──────── Exercise inputs

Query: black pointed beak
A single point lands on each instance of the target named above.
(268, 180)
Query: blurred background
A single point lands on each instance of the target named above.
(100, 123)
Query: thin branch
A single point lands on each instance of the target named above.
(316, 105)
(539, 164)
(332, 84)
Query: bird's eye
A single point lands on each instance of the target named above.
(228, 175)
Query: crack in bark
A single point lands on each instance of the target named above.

────────────────

** What you have to do **
From the entries above, copy each line that holds "Query".

** Your solution **
Query: black pointed beak
Query: blurred background
Query: thin branch
Query: bird's eye
Query: crack in bark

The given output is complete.